- What is needed: Output only the lines below that start at the line containing "form [(7, 14)]." and end at the line containing "form [(278, 445)].", with both ends kept.

□ □ □ □ □ □ □

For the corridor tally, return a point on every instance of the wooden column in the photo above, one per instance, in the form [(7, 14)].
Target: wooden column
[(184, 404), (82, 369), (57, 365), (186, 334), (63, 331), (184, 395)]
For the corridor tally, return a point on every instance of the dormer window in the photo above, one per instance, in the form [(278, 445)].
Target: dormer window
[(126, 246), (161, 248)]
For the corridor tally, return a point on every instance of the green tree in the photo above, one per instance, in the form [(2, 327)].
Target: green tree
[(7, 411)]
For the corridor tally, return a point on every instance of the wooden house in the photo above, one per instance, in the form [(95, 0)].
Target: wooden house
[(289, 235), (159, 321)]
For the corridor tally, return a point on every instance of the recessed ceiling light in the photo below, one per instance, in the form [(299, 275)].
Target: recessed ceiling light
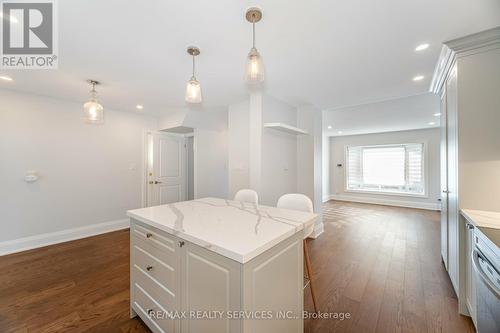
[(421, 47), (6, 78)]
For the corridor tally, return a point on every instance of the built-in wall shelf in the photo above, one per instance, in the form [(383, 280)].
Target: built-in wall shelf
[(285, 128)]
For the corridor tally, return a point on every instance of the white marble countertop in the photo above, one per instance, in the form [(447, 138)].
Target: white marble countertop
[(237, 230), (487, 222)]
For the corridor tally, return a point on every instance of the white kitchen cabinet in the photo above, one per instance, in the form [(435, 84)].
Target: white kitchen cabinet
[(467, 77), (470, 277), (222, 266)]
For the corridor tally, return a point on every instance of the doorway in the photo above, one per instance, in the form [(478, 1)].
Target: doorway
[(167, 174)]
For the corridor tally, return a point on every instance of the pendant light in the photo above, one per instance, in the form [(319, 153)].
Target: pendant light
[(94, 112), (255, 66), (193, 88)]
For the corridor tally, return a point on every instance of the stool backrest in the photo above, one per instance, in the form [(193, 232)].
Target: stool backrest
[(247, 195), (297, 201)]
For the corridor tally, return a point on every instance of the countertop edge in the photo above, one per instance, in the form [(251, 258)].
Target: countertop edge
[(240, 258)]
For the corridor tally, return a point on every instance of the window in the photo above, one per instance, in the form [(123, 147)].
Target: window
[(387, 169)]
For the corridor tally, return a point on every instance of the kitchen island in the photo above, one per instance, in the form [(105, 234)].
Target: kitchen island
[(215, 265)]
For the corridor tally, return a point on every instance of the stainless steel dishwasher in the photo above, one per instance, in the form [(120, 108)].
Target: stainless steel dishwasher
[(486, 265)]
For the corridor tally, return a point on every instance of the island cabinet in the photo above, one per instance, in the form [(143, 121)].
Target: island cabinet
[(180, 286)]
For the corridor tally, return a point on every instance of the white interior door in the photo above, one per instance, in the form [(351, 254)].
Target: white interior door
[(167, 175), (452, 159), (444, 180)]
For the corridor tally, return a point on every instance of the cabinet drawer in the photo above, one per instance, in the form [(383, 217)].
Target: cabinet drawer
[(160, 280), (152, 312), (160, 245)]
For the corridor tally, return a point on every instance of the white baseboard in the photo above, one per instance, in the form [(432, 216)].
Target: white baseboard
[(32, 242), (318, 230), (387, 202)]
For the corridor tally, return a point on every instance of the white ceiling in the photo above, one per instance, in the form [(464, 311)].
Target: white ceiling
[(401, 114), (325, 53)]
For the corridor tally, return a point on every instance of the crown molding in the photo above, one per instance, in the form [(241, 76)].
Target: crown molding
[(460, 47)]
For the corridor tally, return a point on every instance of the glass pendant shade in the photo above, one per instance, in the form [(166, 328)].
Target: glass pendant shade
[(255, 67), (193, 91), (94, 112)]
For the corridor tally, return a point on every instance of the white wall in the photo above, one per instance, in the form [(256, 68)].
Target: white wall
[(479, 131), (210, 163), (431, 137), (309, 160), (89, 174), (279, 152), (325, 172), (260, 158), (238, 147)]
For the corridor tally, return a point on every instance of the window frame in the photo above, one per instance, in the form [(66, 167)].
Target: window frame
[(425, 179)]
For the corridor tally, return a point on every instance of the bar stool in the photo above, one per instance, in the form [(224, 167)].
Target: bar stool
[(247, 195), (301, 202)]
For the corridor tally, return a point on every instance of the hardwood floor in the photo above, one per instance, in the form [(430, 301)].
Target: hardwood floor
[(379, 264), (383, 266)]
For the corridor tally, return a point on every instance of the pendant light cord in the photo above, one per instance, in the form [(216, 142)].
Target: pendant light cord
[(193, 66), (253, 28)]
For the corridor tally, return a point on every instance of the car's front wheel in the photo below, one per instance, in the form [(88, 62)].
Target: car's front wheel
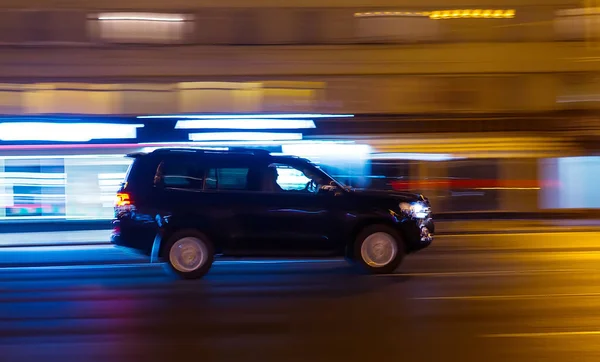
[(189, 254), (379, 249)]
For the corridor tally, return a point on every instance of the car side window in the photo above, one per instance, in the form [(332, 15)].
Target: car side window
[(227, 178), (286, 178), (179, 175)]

□ □ □ □ □ □ □

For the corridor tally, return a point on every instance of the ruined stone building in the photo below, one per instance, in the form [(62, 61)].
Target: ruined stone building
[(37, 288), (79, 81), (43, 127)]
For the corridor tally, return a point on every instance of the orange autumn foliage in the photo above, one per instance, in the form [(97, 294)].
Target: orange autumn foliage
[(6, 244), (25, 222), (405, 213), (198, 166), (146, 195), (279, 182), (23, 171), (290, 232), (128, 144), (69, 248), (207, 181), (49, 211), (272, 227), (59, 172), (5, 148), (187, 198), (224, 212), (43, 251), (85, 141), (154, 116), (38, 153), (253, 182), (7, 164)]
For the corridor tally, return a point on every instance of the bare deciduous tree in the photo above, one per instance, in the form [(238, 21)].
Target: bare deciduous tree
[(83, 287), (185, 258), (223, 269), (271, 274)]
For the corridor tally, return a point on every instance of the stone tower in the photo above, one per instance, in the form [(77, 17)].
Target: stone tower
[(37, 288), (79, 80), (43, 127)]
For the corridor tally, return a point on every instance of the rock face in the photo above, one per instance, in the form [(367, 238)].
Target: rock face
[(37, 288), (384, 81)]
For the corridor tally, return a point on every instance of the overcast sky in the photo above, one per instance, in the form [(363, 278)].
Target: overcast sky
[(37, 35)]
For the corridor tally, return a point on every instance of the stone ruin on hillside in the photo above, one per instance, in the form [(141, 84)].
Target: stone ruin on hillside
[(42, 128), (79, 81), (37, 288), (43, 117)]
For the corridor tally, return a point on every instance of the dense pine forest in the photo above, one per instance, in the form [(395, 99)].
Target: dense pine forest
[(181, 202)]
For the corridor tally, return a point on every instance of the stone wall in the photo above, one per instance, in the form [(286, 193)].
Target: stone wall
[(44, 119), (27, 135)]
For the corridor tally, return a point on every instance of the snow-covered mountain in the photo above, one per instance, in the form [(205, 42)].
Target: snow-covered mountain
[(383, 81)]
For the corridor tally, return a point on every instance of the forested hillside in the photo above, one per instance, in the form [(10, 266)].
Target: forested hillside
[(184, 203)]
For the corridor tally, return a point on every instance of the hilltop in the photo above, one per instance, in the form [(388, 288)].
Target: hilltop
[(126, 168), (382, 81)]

□ □ □ □ □ □ □

- Task output:
For the corridor tally, return a point on every instance of the wooden column in the photo above, one per instance, in the form [(7, 14)].
Target: wooden column
[(184, 404), (82, 369), (57, 365), (186, 334), (63, 331), (184, 395)]
For the corridor tally, return a point on every instance of the dormer window in the photo above, one per instance, in the form [(278, 445)].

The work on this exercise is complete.